INFORMATION:
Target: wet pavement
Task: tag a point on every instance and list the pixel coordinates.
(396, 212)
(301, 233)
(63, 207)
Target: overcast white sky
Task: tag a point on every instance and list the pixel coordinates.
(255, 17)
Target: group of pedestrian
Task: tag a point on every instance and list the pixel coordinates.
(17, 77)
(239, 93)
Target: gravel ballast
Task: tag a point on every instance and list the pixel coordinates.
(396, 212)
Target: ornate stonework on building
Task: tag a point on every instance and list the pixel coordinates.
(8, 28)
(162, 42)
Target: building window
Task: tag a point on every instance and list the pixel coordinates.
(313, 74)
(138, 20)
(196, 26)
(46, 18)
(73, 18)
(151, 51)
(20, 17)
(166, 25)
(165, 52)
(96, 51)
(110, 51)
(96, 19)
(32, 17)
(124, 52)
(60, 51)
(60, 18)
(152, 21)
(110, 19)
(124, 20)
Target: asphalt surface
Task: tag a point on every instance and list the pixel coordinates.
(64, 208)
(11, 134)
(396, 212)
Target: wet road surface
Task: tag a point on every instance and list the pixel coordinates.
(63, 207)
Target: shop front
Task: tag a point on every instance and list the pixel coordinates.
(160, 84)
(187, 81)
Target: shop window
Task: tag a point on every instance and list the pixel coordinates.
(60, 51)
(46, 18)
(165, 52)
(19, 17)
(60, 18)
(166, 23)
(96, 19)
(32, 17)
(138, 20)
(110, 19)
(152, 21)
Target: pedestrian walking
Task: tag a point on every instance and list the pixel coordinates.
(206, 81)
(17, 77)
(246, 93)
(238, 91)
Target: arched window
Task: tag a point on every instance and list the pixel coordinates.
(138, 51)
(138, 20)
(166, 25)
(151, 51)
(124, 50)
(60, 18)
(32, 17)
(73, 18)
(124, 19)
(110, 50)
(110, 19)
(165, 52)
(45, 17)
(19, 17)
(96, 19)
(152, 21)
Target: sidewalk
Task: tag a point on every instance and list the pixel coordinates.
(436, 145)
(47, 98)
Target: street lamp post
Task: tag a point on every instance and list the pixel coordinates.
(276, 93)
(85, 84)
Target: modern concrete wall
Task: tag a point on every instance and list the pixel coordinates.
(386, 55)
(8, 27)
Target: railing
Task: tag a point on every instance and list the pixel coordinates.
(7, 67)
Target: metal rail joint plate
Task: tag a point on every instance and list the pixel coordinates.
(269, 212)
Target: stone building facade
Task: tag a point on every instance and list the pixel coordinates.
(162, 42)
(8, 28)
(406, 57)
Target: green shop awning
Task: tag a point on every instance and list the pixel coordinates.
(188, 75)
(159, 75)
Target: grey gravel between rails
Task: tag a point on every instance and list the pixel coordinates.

YOUR OBJECTIVE:
Every line containing the word "surface" should be copied from the material.

SOLVED PROBLEM:
Target: asphalt surface
Target: wet road surface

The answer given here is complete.